STATED GOAL:
Report every line below that contains the string "ridge", reproducing each such line in full. Case counts.

━━━ INPUT ROWS

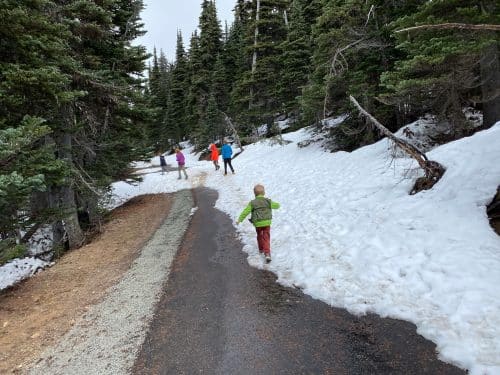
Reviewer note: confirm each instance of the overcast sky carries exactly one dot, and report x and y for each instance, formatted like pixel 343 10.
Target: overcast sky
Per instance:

━━━━━━
━━━ INPUT ROWS

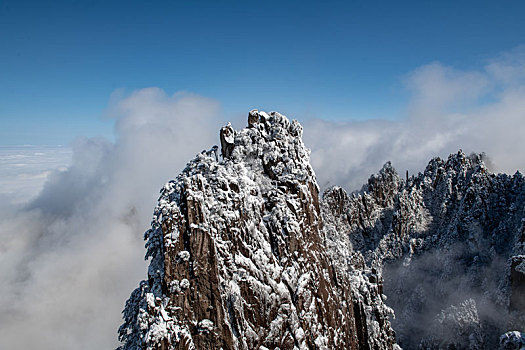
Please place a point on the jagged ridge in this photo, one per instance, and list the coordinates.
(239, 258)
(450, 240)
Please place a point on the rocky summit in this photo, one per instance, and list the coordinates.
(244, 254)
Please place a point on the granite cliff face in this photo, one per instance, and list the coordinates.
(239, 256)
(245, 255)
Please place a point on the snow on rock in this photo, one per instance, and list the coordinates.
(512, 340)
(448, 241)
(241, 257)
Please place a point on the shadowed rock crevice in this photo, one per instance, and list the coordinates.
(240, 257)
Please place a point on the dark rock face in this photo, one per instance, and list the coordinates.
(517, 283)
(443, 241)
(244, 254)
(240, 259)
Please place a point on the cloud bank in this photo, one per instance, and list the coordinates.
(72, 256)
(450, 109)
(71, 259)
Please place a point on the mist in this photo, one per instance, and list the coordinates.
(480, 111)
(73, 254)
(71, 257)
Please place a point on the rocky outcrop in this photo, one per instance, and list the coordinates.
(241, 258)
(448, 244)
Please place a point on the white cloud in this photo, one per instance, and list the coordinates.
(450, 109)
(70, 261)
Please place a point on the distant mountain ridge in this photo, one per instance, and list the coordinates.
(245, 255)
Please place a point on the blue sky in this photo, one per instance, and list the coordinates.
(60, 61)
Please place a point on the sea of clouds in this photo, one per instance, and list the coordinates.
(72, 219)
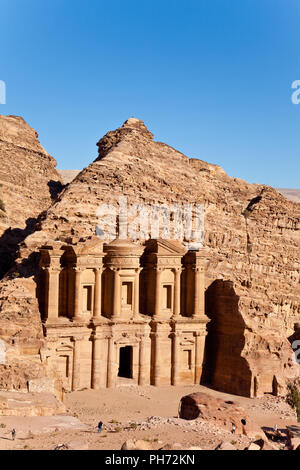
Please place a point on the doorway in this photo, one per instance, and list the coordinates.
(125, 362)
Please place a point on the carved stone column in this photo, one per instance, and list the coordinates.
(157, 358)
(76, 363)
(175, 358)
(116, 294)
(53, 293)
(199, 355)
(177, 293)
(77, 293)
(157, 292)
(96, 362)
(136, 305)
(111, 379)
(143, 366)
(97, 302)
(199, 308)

━━━━━━

SOLUTION FOR THIS EXERCISE:
Please place a point on the jagged ridge in this photo, one per instance, and list the coordinates.
Please place a point on the distant mountain ridge in this photo, one per instance, and list the coordinates.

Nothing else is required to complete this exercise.